ASSIGNED TASK 1: Using the extract on the Red Cross transformation program below, decide whether each statement agrees with it: (a) McCullough says he felt rushed by Dole's decision to announce the transformation; (b) the F.D.A. cited the Portland, Oregon, Blood Collection Center in 1993; (c) Kyle agreed to fire the Portland center head. For each, answer yes or no and quote the deciding words exactly.
ASSIGNED TASK 2: Transcribe the extract on the Red Cross transformation program below word for word, from "Indeed, in 1993, two" up to and including "firing the director.".
ASSIGNED TASK 3: Name every person whose own words are quoted directly in the extract on the Red Cross transformation program below.

EXTRACT PROVIDED:
Start of Block
In other words, the transformation program (the brainchild of Dr. Jeffrey McCullough, Kyle's predecessor as senior vice president of biomedical services; McCullough was already working on it when Dole arrived) was prematurely launched for political rather than public health considerations. When asked, McCullough, now professor of laboratory medicine at the University of Minnesota Hospital and Clinic, denies feeling rushed by Dole's decision to announce the transformation while planning was still in process, and even says that members of the special team, particularly Will and Goldfarb, "brought a valuable perspective to our discussions about the blood supply." But he left shortly after the announcement, and Dole hired Kyle to replace him.
"Kyle found out that the transformation program was more show than substance, and that this grand scheme to shut down the blood banks simply wasn't very practical," recalls Jim MacPherson, executive director of the Council of Community Blood Centers (C.C.B.C.). "The Red Cross wound up not shutting them down, because they couldn't have collected enough blood to make up for the shortfall."
Meanwhile, the Red Cross corporate headquarters began to generate scores of press releases crowing about the transformation program. But instead of buying time from the F.D.A., the bold statements promised more than the organization could deliver in two years, and that began to have disastrous consequences. "Elizabeth's announcement may have set the clock running at the F.D.A., and when we couldn't meet the two-year deadline for transformation, they came after us," says Buzz Braley.
Indeed, in 1993, two years after Dole's announcement of the transformation program, the F.D.A. cited the Portland, Oregon, Blood Collection Center for improper procedures. Most of the criticism was for minor clerical errors and failure to follow strict federal guidelines, according to Braley. "To allay the fears of the people of Oregon, a blue-ribbon panel of experts from the local area, including doctors and hospital executives, analyzed the procedures at the center and declared it safe," he says. "No tainted blood was ever released in Oregon, and no one at the Red Cross was seriously worried about the blood supply." But the local press was running stories about the F.D.A. finding, and John Heubusch of the special team, pointing out that the Doles didn't need the negative publicity, recommended firing the director.
Kyle, who declined to comment for the record, was asked to fire the Portland center head but refused on the ground that the director (who was ultimately forced to take early retirement) was being made a scapegoat. Braley and others in the industry say that Kyle became increasingly disillusioned. "Fred Kyle had had a distinguished career in the pharmaceutical industry, and he came to the Red Cross at a tremendous cut in pay because he thought it was a noble cause," says MacPherson of the C.C.B.C. "We began to hear that Kyle was disgusted with the way things were going at the Red Cross and especially the micro-management by Mrs. Dole's personal advisers and consultants."
Kyle couldn't get Dole to make decisions without her team's input, adds Braley. "She tended to use her personal advisers as her sounding board for issues involving the blood banks, when she should have used Kyle and his medical experts."
With lack of clear guidance from corporate headquarters, the transformation program began to lag further and further behind schedule, and to run millions over budget.
End of Block
MATERIAL PROVIDED:
Start of Block
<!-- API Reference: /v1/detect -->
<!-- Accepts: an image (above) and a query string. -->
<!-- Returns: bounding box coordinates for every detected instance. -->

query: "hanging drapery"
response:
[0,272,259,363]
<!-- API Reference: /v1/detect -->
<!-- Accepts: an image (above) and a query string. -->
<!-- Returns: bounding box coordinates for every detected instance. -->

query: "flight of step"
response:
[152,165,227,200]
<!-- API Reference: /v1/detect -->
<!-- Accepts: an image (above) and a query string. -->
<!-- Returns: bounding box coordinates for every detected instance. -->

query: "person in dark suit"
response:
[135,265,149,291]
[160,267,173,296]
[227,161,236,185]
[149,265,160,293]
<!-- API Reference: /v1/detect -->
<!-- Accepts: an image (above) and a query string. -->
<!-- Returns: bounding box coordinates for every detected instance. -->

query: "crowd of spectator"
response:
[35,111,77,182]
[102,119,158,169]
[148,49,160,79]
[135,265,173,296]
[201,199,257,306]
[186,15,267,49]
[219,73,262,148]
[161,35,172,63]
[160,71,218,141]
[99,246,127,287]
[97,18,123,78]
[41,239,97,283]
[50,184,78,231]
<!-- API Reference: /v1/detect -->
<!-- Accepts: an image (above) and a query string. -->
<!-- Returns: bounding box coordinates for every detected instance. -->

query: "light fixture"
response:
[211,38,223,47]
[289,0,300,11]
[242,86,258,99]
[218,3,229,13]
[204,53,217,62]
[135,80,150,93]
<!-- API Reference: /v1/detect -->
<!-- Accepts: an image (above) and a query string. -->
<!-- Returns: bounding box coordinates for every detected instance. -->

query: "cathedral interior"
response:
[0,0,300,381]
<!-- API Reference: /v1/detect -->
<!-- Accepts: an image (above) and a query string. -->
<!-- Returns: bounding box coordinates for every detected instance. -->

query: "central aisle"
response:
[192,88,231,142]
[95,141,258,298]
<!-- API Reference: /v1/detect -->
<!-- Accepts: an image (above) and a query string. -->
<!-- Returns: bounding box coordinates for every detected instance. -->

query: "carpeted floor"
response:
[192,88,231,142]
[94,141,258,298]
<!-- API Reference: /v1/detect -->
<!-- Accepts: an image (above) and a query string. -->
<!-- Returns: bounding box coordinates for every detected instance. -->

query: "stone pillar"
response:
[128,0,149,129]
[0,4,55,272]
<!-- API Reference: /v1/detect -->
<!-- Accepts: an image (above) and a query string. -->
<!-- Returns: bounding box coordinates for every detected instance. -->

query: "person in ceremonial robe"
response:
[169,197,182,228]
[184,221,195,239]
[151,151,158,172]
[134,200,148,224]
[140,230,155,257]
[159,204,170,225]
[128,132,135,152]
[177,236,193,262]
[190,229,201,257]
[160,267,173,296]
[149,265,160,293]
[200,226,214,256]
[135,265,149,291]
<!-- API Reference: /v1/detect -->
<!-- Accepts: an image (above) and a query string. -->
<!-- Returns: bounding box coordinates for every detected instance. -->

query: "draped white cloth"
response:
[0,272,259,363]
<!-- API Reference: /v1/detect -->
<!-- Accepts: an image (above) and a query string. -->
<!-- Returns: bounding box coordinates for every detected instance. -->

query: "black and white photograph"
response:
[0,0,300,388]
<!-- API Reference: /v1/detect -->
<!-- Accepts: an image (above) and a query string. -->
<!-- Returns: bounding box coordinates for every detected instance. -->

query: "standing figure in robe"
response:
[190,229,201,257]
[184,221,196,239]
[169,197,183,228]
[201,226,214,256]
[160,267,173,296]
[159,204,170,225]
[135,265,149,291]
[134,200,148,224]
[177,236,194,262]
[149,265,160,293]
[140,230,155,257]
End of Block
YOUR SOLUTION 1:
(a) No: "denies feeling rushed by Dole's decision to announce the transformation while planning was still in process"
(b) Yes: "in 1993, two years after Dole's announcement of the transformation program, the F.D.A. cited the Portland, Oregon, Blood Collection Center for improper procedures"
(c) No: "was asked to fire the Portland center head but refused"

YOUR SOLUTION 2:
Indeed, in 1993, two years after Dole's announcement of the transformation program, the F.D.A. cited the Portland, Oregon, Blood Collection Center for improper procedures. Most of the criticism was for minor clerical errors and failure to follow strict federal guidelines, according to Braley. "To allay the fears of the people of Oregon, a blue-ribbon panel of experts from the local area, including doctors and hospital executives, analyzed the procedures at the center and declared it safe," he says. "No tainted blood was ever released in Oregon, and no one at the Red Cross was seriously worried about the blood supply." But the local press was running stories about the F.D.A. finding, and John Heubusch of the special team, pointing out that the Doles didn't need the negative publicity, recommended firing the director.

YOUR SOLUTION 3:
Jeffrey McCullough
Jim MacPherson
Buzz Braley